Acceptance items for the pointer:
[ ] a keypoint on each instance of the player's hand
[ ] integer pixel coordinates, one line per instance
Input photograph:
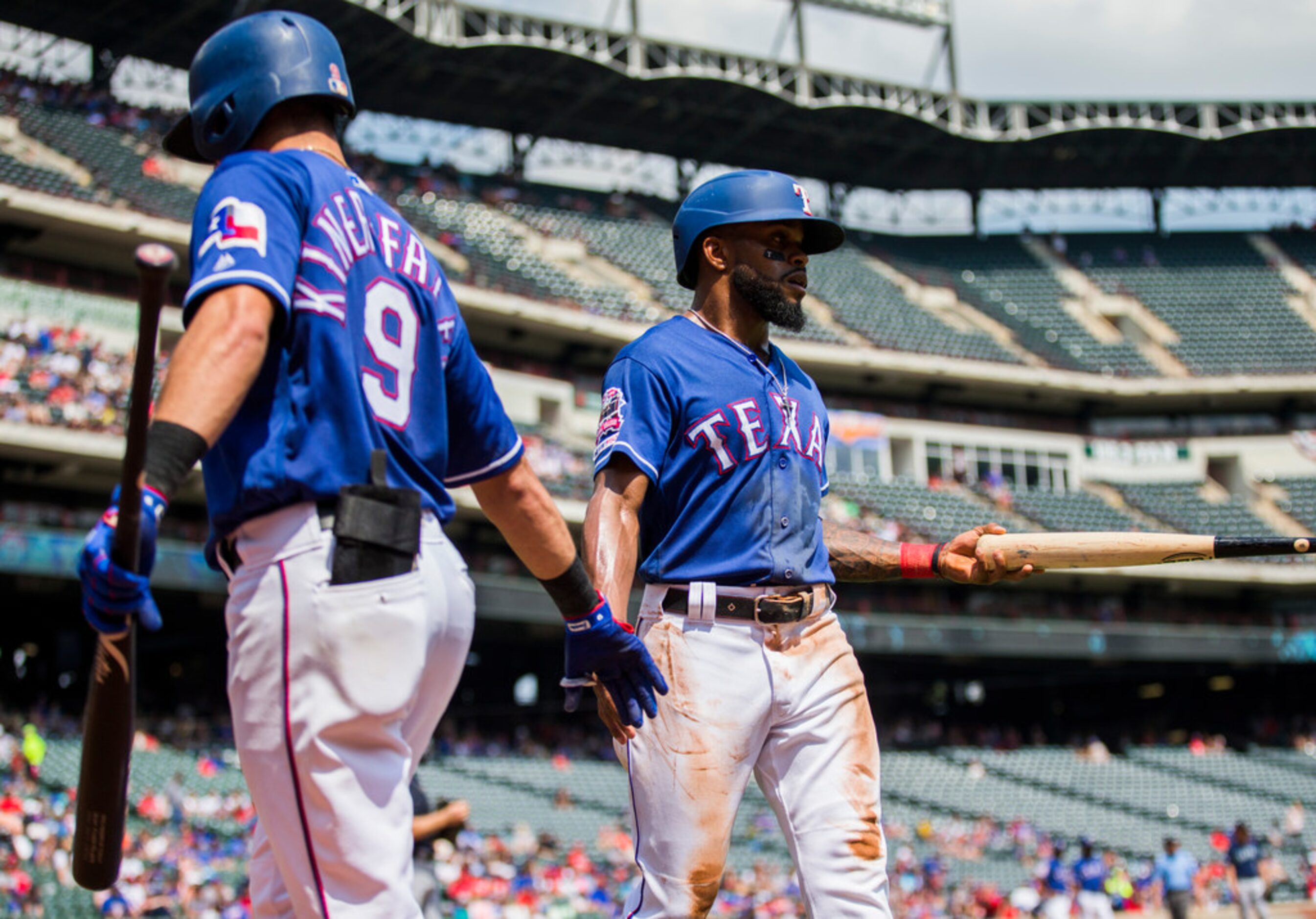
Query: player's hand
(599, 649)
(964, 563)
(607, 712)
(111, 593)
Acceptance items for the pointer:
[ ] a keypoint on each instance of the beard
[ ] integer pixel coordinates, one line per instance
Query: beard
(768, 298)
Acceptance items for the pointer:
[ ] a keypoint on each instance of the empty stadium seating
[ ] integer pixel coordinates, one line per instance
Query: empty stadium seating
(1302, 500)
(1073, 511)
(936, 514)
(1002, 279)
(14, 173)
(1214, 289)
(876, 308)
(112, 156)
(1181, 506)
(641, 248)
(510, 261)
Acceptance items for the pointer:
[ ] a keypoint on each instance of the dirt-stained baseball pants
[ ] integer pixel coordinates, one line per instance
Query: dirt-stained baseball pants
(783, 704)
(336, 691)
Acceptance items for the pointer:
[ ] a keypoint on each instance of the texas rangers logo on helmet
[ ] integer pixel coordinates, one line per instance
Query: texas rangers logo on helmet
(336, 82)
(236, 224)
(804, 198)
(610, 419)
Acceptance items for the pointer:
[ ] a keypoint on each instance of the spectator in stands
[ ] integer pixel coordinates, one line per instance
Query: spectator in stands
(1246, 881)
(1056, 883)
(1295, 818)
(430, 826)
(1176, 872)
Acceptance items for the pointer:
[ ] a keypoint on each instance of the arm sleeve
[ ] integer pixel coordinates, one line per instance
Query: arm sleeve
(481, 439)
(247, 231)
(636, 418)
(827, 443)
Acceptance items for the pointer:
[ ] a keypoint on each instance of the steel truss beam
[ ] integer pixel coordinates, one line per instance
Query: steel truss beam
(453, 24)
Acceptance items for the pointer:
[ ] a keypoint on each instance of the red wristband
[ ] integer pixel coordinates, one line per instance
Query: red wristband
(916, 560)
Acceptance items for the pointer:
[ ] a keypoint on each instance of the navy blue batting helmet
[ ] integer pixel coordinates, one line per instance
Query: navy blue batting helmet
(247, 69)
(747, 197)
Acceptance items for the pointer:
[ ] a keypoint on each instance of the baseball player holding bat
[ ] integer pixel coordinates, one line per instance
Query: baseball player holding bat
(708, 472)
(328, 380)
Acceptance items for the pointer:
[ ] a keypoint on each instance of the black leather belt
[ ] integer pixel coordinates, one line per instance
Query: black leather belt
(765, 609)
(227, 548)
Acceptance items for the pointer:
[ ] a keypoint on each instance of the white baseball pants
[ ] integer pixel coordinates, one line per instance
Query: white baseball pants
(1094, 905)
(336, 691)
(1252, 898)
(786, 704)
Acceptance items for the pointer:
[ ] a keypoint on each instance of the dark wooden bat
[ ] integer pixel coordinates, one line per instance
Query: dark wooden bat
(1055, 551)
(112, 694)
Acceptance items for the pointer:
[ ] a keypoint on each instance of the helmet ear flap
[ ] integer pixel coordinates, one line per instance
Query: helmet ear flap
(219, 121)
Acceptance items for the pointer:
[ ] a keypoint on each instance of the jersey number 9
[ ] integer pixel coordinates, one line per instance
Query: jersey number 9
(392, 348)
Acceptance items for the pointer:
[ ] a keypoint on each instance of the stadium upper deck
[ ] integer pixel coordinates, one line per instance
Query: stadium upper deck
(1109, 307)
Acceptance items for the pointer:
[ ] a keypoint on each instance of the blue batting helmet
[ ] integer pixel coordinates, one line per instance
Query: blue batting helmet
(747, 197)
(247, 69)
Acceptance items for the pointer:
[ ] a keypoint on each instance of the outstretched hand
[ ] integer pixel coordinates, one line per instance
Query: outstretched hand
(111, 594)
(603, 653)
(964, 563)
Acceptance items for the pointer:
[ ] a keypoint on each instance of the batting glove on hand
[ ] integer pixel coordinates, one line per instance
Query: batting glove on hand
(602, 649)
(111, 593)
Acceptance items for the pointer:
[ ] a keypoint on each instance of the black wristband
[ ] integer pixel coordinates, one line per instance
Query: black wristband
(573, 592)
(172, 451)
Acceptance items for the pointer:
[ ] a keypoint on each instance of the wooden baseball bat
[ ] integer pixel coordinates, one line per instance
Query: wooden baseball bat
(1056, 551)
(112, 694)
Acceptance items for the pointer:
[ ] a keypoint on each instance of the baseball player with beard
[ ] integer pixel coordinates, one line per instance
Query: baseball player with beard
(329, 382)
(708, 474)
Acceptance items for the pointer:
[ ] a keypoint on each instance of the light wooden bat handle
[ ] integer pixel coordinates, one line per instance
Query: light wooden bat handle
(1059, 551)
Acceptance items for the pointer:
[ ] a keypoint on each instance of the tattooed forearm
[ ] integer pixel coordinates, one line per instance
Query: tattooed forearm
(857, 556)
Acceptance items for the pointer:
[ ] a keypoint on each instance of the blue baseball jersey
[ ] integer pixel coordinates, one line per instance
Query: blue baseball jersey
(735, 457)
(1057, 877)
(369, 349)
(1090, 874)
(1244, 857)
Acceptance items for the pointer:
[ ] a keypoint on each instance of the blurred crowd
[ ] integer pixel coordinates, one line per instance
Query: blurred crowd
(56, 376)
(184, 853)
(96, 104)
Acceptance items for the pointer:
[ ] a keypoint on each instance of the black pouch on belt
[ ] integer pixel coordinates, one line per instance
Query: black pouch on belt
(377, 531)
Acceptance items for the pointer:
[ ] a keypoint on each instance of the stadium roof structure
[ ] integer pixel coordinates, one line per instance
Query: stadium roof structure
(531, 75)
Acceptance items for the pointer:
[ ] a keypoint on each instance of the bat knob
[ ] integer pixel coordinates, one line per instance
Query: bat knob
(155, 256)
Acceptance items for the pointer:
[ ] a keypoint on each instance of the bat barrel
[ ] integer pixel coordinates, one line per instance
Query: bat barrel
(1242, 547)
(112, 690)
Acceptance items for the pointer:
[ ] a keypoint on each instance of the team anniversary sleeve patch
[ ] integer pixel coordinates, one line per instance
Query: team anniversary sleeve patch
(236, 224)
(610, 420)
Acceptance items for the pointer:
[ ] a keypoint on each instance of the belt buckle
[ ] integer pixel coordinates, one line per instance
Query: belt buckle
(782, 619)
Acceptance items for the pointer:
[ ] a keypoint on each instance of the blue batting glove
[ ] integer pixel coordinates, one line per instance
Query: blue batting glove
(111, 593)
(602, 649)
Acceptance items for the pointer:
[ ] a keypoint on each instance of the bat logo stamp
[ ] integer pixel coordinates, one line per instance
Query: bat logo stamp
(106, 652)
(1185, 557)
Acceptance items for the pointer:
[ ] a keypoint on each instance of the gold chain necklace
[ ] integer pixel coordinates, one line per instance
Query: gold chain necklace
(783, 385)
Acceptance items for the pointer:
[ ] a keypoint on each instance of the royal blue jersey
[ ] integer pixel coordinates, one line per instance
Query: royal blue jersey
(1244, 857)
(736, 465)
(1057, 877)
(369, 348)
(1090, 874)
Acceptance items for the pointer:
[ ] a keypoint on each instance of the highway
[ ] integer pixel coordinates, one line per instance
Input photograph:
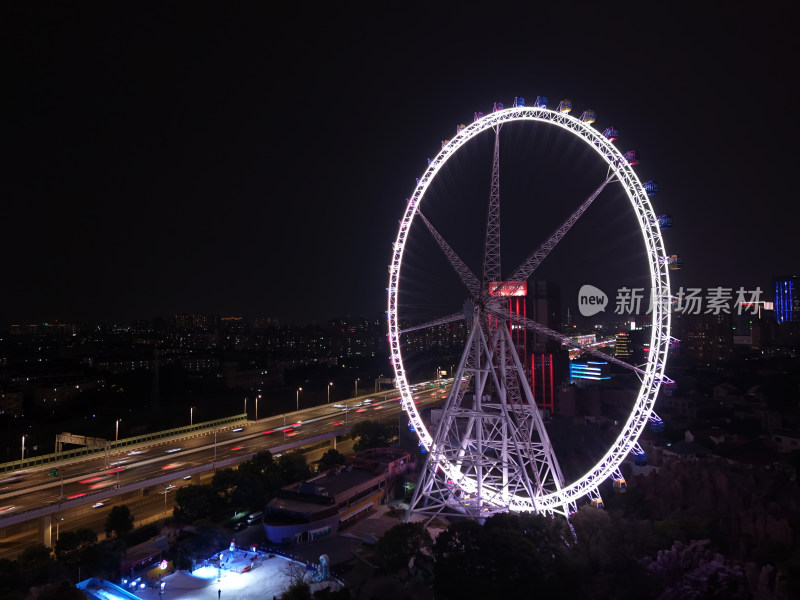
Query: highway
(138, 476)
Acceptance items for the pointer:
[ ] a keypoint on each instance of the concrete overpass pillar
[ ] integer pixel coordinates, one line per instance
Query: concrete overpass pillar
(46, 529)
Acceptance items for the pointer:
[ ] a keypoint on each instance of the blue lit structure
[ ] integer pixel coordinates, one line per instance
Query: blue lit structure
(591, 370)
(787, 299)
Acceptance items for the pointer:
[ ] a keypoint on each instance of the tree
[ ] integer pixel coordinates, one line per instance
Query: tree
(71, 544)
(331, 459)
(196, 502)
(402, 542)
(36, 566)
(119, 520)
(372, 434)
(293, 467)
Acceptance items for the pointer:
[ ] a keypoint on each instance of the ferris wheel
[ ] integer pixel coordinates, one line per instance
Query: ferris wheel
(491, 451)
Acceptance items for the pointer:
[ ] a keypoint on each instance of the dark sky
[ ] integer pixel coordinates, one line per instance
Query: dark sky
(241, 160)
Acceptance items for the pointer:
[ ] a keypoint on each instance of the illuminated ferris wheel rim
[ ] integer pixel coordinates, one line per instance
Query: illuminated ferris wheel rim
(651, 374)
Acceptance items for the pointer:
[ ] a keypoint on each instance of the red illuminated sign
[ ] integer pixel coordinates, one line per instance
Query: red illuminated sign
(508, 289)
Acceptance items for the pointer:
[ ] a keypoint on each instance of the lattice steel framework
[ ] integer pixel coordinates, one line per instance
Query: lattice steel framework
(491, 452)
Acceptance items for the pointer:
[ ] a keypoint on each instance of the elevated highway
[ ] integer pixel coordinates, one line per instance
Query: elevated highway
(143, 471)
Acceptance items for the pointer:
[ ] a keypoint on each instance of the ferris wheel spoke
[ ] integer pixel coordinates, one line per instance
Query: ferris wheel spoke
(491, 257)
(441, 321)
(467, 276)
(530, 264)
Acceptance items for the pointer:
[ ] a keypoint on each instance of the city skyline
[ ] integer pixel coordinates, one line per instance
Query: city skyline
(248, 162)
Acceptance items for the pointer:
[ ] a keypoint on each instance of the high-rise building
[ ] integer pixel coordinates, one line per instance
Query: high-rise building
(787, 298)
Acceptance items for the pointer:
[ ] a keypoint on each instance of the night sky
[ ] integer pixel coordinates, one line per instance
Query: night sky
(235, 159)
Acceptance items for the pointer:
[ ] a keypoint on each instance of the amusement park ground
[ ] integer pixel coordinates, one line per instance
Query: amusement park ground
(349, 554)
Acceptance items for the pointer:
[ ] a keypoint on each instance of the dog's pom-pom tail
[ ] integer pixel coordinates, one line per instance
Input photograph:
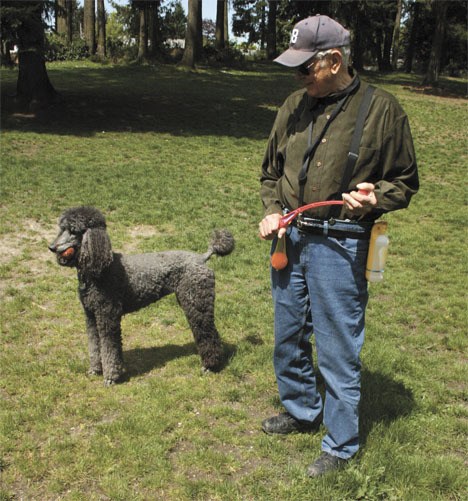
************
**What the exercise asks**
Please show every line of the records that contains the word "light".

**Full response**
[ ] a keypoint on each instance of the light wooden bat handle
Query: light wooden bat handle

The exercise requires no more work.